* Exercise aim *
Take each line in the entries below that holds "with" and show it.

• • • • • • •

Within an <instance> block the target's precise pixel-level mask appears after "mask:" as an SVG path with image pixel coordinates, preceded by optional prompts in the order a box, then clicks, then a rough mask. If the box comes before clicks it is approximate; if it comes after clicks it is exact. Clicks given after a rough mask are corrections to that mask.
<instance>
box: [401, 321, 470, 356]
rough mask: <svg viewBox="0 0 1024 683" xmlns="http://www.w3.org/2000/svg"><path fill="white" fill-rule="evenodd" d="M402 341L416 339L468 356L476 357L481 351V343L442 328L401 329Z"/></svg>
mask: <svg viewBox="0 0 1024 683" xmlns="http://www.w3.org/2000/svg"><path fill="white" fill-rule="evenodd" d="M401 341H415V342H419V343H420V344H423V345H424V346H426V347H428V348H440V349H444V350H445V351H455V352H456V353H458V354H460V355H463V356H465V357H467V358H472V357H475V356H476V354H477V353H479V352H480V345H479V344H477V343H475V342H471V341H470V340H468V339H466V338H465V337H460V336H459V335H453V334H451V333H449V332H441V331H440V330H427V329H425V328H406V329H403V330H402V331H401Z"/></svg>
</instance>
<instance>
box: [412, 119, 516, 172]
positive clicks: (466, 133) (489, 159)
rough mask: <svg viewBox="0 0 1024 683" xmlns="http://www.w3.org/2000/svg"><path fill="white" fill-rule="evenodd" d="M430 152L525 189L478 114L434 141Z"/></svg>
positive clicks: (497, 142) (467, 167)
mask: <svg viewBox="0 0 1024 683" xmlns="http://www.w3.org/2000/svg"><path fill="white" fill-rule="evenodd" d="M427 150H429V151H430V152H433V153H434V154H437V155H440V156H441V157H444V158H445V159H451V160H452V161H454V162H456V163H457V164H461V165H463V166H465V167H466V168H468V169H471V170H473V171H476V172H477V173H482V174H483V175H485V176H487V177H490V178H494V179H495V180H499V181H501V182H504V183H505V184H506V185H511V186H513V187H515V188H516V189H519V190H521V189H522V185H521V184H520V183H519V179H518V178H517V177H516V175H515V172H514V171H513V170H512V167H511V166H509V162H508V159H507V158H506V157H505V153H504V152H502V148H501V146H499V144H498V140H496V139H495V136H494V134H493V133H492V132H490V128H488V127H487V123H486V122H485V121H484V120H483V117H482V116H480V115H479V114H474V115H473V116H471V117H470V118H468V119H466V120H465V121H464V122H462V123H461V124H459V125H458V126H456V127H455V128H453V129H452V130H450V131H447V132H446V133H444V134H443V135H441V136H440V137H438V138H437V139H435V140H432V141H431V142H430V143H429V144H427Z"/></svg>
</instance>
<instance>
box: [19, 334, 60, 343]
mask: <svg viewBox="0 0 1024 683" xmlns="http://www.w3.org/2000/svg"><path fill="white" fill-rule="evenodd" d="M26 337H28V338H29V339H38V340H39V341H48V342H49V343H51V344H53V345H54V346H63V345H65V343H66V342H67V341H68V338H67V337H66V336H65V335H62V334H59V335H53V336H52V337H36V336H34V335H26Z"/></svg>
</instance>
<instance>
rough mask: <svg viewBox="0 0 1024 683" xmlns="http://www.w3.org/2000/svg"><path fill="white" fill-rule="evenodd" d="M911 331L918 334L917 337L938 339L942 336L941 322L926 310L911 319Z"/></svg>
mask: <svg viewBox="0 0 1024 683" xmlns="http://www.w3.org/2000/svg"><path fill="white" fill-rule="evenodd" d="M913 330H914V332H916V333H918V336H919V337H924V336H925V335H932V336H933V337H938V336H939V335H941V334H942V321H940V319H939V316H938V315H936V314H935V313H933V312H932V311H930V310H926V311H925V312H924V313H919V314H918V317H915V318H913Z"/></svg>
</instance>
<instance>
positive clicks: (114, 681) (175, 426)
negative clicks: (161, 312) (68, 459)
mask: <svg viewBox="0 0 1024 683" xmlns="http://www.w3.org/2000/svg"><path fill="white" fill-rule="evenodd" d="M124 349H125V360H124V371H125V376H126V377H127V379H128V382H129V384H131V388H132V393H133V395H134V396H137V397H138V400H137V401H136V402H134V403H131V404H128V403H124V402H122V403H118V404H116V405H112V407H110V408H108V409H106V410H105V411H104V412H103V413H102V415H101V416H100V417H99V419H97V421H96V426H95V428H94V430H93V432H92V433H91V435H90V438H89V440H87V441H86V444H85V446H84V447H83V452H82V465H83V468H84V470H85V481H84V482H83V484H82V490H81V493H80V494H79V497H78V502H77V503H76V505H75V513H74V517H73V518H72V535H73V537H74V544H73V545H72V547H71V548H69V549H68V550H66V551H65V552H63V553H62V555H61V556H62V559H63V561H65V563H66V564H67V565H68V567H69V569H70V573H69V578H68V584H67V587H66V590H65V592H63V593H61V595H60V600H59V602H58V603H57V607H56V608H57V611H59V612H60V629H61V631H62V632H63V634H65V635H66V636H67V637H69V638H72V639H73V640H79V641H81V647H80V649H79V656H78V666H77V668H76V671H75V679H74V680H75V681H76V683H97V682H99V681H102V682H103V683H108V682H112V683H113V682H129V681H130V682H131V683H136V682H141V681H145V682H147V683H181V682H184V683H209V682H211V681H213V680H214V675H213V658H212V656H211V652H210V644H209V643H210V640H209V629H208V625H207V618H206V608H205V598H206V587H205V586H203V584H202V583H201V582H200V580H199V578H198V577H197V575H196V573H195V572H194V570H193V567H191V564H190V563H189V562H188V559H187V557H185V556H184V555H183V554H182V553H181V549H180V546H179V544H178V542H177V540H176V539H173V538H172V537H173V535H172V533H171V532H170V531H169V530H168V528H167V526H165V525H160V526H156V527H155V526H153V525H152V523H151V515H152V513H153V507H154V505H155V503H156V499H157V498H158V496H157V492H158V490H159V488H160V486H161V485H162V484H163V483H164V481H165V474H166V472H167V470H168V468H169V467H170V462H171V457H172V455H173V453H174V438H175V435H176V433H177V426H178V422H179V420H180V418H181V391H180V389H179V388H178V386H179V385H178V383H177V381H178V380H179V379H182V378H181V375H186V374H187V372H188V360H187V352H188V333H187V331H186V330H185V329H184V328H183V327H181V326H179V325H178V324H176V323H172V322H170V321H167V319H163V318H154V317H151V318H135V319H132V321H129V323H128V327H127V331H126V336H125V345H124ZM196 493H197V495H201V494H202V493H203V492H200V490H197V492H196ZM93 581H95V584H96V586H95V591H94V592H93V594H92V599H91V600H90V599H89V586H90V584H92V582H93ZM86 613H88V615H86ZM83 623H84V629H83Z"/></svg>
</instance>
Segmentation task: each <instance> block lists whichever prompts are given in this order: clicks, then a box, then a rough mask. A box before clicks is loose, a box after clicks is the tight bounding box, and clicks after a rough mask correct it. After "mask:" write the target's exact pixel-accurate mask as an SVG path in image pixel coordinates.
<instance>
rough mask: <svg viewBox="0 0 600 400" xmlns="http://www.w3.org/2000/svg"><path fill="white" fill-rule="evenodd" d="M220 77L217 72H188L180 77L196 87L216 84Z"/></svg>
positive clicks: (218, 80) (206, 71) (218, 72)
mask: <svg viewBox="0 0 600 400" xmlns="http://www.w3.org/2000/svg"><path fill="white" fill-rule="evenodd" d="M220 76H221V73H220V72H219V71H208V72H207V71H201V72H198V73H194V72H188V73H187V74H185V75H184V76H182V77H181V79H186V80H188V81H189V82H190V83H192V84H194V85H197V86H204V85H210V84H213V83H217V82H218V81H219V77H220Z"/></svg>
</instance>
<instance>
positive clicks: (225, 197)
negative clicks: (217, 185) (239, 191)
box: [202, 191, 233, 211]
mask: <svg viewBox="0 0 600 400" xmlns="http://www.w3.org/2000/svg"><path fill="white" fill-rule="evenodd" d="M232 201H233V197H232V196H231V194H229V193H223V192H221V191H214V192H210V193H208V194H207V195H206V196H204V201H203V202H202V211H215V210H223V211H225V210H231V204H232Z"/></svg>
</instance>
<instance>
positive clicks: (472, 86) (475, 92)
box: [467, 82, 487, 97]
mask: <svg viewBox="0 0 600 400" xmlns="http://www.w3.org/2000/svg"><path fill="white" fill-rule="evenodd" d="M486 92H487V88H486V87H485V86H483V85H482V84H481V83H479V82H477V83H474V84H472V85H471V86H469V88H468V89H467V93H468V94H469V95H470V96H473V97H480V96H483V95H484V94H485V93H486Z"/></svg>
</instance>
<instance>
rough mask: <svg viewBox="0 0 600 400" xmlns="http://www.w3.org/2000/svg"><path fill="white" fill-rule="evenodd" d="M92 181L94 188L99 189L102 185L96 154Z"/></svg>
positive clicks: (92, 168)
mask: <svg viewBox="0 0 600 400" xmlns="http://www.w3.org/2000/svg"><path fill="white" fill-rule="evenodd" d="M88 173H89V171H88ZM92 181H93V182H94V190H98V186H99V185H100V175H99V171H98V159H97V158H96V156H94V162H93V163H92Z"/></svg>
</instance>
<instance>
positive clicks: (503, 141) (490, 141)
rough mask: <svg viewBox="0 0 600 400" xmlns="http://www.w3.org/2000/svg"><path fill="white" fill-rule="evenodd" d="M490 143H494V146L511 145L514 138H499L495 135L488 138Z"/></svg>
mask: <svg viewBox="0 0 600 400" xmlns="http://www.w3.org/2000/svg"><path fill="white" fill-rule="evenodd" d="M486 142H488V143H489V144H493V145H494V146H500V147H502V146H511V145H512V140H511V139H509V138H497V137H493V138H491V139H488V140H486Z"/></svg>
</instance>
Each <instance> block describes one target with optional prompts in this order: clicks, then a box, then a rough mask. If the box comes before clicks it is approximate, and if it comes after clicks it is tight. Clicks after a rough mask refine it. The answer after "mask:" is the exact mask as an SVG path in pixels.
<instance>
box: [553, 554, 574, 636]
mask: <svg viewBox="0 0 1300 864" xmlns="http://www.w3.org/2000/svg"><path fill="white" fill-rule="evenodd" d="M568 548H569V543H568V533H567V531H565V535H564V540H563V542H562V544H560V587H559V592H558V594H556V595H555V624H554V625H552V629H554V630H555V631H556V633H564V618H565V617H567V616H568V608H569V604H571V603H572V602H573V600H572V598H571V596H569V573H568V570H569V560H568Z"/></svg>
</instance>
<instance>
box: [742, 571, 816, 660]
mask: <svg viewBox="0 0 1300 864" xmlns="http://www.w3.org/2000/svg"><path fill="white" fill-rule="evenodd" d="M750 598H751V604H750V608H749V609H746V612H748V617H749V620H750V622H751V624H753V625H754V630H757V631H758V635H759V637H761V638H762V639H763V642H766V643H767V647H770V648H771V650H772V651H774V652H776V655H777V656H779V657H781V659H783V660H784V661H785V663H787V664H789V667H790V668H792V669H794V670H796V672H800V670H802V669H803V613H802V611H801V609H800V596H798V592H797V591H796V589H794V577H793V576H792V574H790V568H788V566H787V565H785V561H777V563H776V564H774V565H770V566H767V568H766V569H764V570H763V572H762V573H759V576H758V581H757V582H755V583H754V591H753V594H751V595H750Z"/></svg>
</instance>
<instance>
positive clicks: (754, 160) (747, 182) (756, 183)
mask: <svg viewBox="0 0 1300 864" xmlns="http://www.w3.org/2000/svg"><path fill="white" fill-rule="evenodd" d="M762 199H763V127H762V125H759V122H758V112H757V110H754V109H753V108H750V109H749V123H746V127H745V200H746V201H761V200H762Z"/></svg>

• • • • • • •

* Output of the exercise *
Within an <instance> block the target's precise pixel-level mask appears after "mask:" as an SVG path with image pixel coordinates, preceded by optional prompts in the order a box, then clicks, then a rough mask. If the box comes before clicks it is approximate; if it comes after clicks it is exact. Clicks given after a rough mask are corrections to that mask.
Each <instance> block describes one target with optional prompts in this order: clicks, then a box, then a rough mask. If the box comes before clicks it is approximate, and if it comes after clicks it is tight. Clicks after a rough mask refine it. The answer after "mask:" is the exact mask as an SVG path in pixels.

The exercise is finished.